:: Stated goal 1 ::
Do these statements agree with the passage on FTB payments? (a) The new payroll reporting system was first meant to start in July 2016. (b) The Government has made a final decision to implement the new payroll reporting system. (c) The Minister called the end of year supplements no longer fit for purpose. Answer yes or no for each and quote the words of the passage that decide it.
:: Stated goal 2 ::
Continue the passage on FTB payments, starting after its final sentence.

Increasing fortnightly rates while
reducing total annual entitlements
The Minister’s argument that the FTB-A rate increase will
provide ‘more assistance to families when they need it most’ is based on the
position that fortnightly payments provide the most relevant assistance for
families managing a budget and the supplement payments are no longer fit for
purpose:
If I might put to you all ‐ one of the virtues of this
approach is that – and again we've listened on this – is that family expenses
and family budgets flow in this fortnightly cycle. Things that happen at the
end of the year are separate to that fortnightly cycle. So, the cost of living
has happened at this fortnightly cycle so we are taking savings from a payment
that is no longer fit for purpose in the end of year supplements, transferring
it to the child care package and then using some part of it to buttress up and increase
the fortnightly payment so that as the daily living cycle and weekly living
cycle and fortnightly living cycle goes on, families are better equipped to
cope with that rhythmic fortnightly pattern and the real‐time demands of
fortnightly budgeting.[77]
The Government holds that the issue the supplements were
partly intended to address—small debts arising from the reconciliation
process—will not be an issue in the near future as the ATO will be introducing
a ‘single touch payroll system’ in 2018–19.[78]
This system is intended to automatically report payroll information to the ATO
when employees are paid.[79]
The ATO can share this data on income with Centrelink in ‘real-time’, allowing
Centrelink to make adjustments to an individual’s FTB entitlements if there are
any discrepancies with that individual’s ATI estimate for the year. The new
payroll reporting system was intended to be introduced from July 2016 but the
commencement date has been pushed back to within ‘a couple of years’.[80]
In October 2015, an ATO spokesperson stated:
Consultation is continuing on the scope and timing for the
Single Touch Payroll initiative and the feasibility of conducting targeted
pilots subject to a final Government decision to proceed with the initiative.[81]
The new system should, if it works, reduce the number of
people who are overpaid FTB but the Government is yet to make a final decision
to implement the system. The Bill will phase out the supplements partly aimed
at minimising the impact of small debts on FTB recipients, based on the uncertain
prospect that the new payroll reporting system will be implemented within the
same timeframe and will actually work to minimise the number of FTB overpayments.

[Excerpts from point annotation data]
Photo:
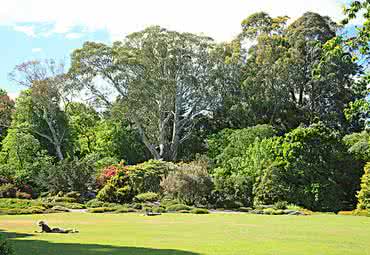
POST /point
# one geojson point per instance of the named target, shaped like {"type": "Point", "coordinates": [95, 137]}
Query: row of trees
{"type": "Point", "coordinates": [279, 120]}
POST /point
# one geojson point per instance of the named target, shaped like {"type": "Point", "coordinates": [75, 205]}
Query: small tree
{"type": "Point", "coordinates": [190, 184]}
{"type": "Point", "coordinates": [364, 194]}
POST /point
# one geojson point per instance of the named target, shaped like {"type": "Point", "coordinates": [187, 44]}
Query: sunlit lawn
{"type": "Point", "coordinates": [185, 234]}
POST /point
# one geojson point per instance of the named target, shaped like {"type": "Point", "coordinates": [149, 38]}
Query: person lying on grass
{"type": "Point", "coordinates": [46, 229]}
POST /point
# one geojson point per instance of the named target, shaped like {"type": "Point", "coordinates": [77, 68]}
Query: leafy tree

---

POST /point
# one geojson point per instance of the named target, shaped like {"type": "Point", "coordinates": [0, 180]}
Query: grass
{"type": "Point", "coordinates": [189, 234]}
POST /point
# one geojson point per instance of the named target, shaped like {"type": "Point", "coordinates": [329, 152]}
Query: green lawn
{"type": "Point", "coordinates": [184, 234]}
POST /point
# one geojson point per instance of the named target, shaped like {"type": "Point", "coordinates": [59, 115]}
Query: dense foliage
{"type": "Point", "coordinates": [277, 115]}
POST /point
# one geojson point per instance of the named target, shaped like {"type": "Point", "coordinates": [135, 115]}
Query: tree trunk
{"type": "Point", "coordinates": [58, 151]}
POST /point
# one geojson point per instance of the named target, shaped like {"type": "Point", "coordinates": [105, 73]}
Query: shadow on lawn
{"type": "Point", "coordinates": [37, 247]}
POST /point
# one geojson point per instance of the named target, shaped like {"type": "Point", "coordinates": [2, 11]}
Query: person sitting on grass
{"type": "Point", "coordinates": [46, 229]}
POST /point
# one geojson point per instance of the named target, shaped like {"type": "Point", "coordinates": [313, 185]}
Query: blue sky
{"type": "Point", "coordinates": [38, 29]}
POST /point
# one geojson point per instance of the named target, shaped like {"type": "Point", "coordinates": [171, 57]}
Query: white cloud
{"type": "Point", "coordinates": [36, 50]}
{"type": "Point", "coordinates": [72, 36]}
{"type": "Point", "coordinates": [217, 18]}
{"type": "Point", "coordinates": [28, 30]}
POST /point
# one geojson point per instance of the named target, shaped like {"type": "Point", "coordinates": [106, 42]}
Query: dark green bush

:: Answer 1 ::
(a) Yes: "The new payroll reporting system was intended to be introduced from July 2016"
(b) No: "the Government is yet to make a final decision to implement the system"
(c) Yes: "we are taking savings from a payment that is no longer fit for purpose in the end of year supplements"

:: Answer 2 ::
As noted above, some have suggested that the provision of
lump-sum supplements (as opposed to increased instalment payments) are
beneficial in that they allow families to make large, one-off, purchases or
make large annual payments such as car registration and insurance. Thus, it is
unclear whether all families will appreciate the loss of the annual supplement
payment in exchange for a small increase in their fortnightly rate,
particularly when, for most recipients, the overall rate of assistance provided
via FTB is being reduced. The Government has argued that many families will
also benefit from increased childcare assistance in the proposed ‘Jobs for
Families’ package, and will therefore be better off overall.[82]
It is difficult to assess the financial impact of the proposed childcare
package as the legislation implementing the package is yet to be introduced.
Also, those families not using childcare, particularly those with older
children, will not receive any benefit from this package to offset the
reduction in their FTB entitlements.
Additional support for families
with infants
Increasing the maximum FTB-A rate for children under the age
of one by $1,000.10 is intended to support ‘family choice to spend more time
with their children when they are very young’.[83]
The increase has also been linked with a deal between Prime Minister Malcolm
Turnbull and The Nationals, securing their status as Coalition partner
following the ousting of Tony Abbott as Prime Minister—it was described at the
time as an extra $1,000 payment for ‘stay-at-home mums’.[84]
The higher payment rate will be in addition to the existing
FTB-A components paid to new parents who do not receive Paid Parental Leave Pay—the
Newborn Supplement and the Newborn Upfront Payment. Together, these two
components provide a maximum annual increase in FTB-A of $2,091.84 for a first
child, and $1,046.25 for second and subsequent children (for 2015–16).[85]
The increased support for FTB-A eligible families with very
young children contrasts with the Government’s moves to restrict access to Paid
Parental Leave Pay for parents able to access equivalent (or greater) employer‑provided
paid parental leave entitlements.[86]
Currently, eligible parents can access Paid Parental Leave Pay and any
employer-provided entitlements.
Impact of the measures
At Senate Supplementary Budget Estimates hearings, the
Department of Social Services provided some information on the estimated number
of people expected to be affected by the proposed measures:
- 76,000
couple families with a youngest child aged 13 or over will lose eligibility for
FTB-B when the measures commence on 1 July 2016
- 136,000
single parent families with a youngest child aged 13–16 will receive a reduced
FTB-B payment (from $3,139 to $1,000 per annum)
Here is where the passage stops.